In May 2004, Stratus entered into a contract with a national homebuilder to sell 41 lots within the Wimberly Lane Phase II subdivision.  Stratus is retaining and marketing the remaining six estate lots in the subdivision, each averaging approximately five acres.  In June 2004, the homebuilder paid Stratus a non-refundable $0.6 million deposit for the right to purchase the 41 lots, which has been used to pay ongoing development costs of the lots. The $0.6 million deposit is recorded in Other liabilities in Stratus’ September 30, 2004 balance sheet and will be recognized as income as lots are sold.  The lots will be sold on an installment basis, with six lots to be sold upon substantial completion of subdivision utilities, and then three lots per quarter beginning 150 days after the sale of the initial lots. The average purchase price for each of the 41 lots is $150,400, subject to a six percent annual escalator commencing upon substantial completi on of development.


6.

DEBT OUTSTANDING AND EQUITY TRANSACTIONS

At September 30, 2004, Stratus had total debt of $59.6 million, including $0.4 million of current debt, compared to total debt of $47.5 million, including $0.4 million of current debt, at December 31, 2003.  On June 23, 2004, Stratus modified its $30.0 million credit facility agreement with Comerica to convert the $5.0 million term loan component to a revolver and to extend the maturity to May 2006.  The entire $30.0 million revolver facility is now available for corporate purposes.  On February 27, 2004, Stratus entered into the $9.8 million Deerfield loan (see Note 4).  Stratus’ debt outstanding at September 30, 2004 consisted of the following:


*

$10.0 million of borrowings outstanding under two unsecured $5.0 million term loans, one of which will mature in January 2006 and the other in July 2006.


*

$24.8 million of net borrowings under the $30.0 million Comerica credit facility, which was amended effective June 23, 2004 to convert the $5.0 million term loan component to a revolver and to extend the maturity to May 2006, as discussed above.  The Mirador and Escala subdivision lots and the Calera Court courtyard homes within the Barton Creek community are currently serving as collateral for this credit facility.


*

$1.2 million of net borrowings under the Calera Court project loan, for which certain of the courtyard homes at Calera Court are serving as collateral.  The project loan will mature in November 2005.


*

$6.7 million of net borrowings under the 7500 Rialto Drive project loan, which was amended effective January 31, 2004 to extend the maturity from January 31, 2004 to January 31, 2005.  Based on the terms of a previous amendment, Stratus has an option to extend the maturity for one additional year under certain conditions.


*

$11.7 million of net borrowings under the 7000 West project loan, which was amended effective January 31, 2004 to extend the maturity from January 31, 2004 to January 31, 2005.  Based on the terms of a previous amendment, Stratus has an option to extend the maturity for one additional year under certain conditions.

[Objectives]
1 – Using the Stratus filing excerpt, answer these:
(a) How many lots in the Wimberly Lane Phase II subdivision did Stratus contract to sell to the national homebuilder?
(b) What was Stratus' total debt at September 30, 2004?
(c) When will the Calera Court project loan mature?
2 – Decide whether each statement agrees with the Stratus filing excerpt. Answer yes or no, and quote the words that decide it.
(a) The homebuilder's $0.6 million deposit can be refunded.
(b) The maturity of the Comerica credit facility was extended to May 2006.
(c) Both unsecured $5.0 million term loans mature in January 2006.
3 – Carry on the Stratus filing excerpt, starting right after its final sentence.

[Listed entries]
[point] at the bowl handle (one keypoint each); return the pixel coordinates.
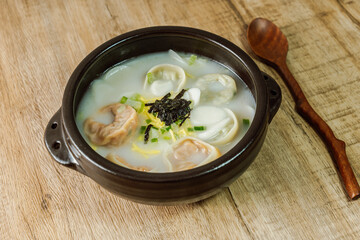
(274, 93)
(55, 143)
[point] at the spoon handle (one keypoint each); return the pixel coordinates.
(336, 146)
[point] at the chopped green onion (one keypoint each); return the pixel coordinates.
(199, 128)
(136, 97)
(142, 129)
(137, 105)
(150, 77)
(123, 100)
(192, 59)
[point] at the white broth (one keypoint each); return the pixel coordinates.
(223, 110)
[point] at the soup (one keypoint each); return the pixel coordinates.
(165, 112)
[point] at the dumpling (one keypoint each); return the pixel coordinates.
(216, 88)
(115, 133)
(188, 153)
(193, 95)
(220, 124)
(164, 78)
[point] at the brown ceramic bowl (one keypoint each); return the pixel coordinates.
(66, 145)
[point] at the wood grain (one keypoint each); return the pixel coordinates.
(291, 191)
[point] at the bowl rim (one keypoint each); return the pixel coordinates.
(76, 140)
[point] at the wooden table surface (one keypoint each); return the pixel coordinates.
(291, 191)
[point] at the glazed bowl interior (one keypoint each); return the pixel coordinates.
(142, 42)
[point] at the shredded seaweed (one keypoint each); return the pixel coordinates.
(171, 110)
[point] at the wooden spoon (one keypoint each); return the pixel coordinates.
(270, 44)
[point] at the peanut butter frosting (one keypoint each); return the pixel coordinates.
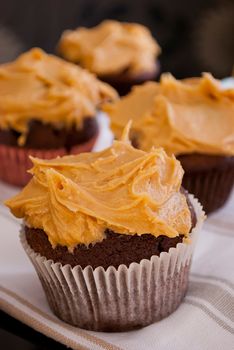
(44, 87)
(75, 198)
(111, 48)
(188, 116)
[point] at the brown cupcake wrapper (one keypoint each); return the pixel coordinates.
(118, 299)
(15, 162)
(211, 187)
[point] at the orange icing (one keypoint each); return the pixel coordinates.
(48, 89)
(75, 198)
(111, 47)
(191, 116)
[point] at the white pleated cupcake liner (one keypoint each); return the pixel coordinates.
(118, 299)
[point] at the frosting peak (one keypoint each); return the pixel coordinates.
(75, 198)
(47, 88)
(188, 116)
(111, 47)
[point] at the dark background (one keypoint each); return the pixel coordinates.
(195, 35)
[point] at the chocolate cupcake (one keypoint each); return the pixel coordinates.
(121, 54)
(48, 109)
(193, 119)
(107, 232)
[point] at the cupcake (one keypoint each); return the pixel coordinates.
(121, 54)
(193, 119)
(48, 108)
(107, 232)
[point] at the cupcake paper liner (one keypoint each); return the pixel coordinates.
(211, 187)
(14, 161)
(118, 299)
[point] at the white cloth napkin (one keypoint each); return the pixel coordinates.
(205, 320)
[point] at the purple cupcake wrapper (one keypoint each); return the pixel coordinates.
(15, 162)
(118, 299)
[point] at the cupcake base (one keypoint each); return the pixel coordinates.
(209, 178)
(117, 299)
(15, 162)
(124, 82)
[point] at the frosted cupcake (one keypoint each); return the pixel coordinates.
(121, 54)
(48, 108)
(193, 119)
(107, 232)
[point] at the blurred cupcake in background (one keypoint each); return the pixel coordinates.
(193, 119)
(48, 108)
(108, 231)
(121, 54)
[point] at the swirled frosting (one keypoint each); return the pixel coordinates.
(191, 116)
(75, 198)
(46, 88)
(111, 48)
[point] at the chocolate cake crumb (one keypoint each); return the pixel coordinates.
(47, 136)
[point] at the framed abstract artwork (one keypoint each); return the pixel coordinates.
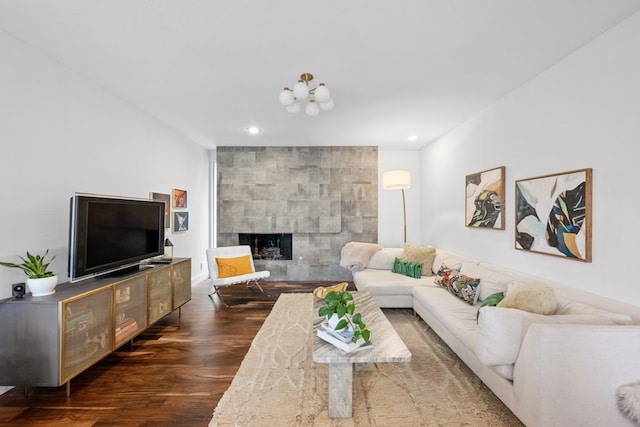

[Responses to the tasks]
1 –
(a) 41 lots
(b) $59.6 million
(c) November 2005

2 –
(a) No: "non-refundable $0.6 million deposit"
(b) Yes: "to extend the maturity to May 2006"
(c) No: "one of which will mature in January 2006 and the other in July 2006"

3 –
*

$5.2 million of net borrowings under the Deerfield loan, for which the Deerfield property and any future improvements are serving as collateral.  The project loan will mature in February 2007.


For a discussion of Stratus’ bank credit facility and other borrowings, see Note 5 of the Stratus 2003 Form 10-K.

In 2001, Stratus’ Board of Directors approved an open market share purchase program for up to 0.7 million stock-split adjusted shares of Stratus’ common stock.  During the third quarter of 2004, Stratus purchased 14,543 shares of its common stock for $0.2 million ($13.01 per share average) under its share purchase program.  During the fourth quarter of 2004 through November 4, 2004, Stratus purchased 1,456 shares of its common stock for an average of $14.59 per share and 684,001 shares remain available under its share purchase program.

7.    BUSINESS SEGMENTS

Stratus has two operating segments, “Real Estate Operations” and “Commercial Leasing.”  The Real Estate Operations segment is comprised of all Stratus’ developed and undeveloped properties in Austin, Texas, which consist of its properties in the Barton Creek community; its Circle C community properties; and until their sale in August 2003, the properties in Lantana other than its office buildings.  In addition, the 68-acre Deerfield property in Plano, Texas, which Stratus acquired in January 2004, is included in the Real Estate Operations segment (see Note 4).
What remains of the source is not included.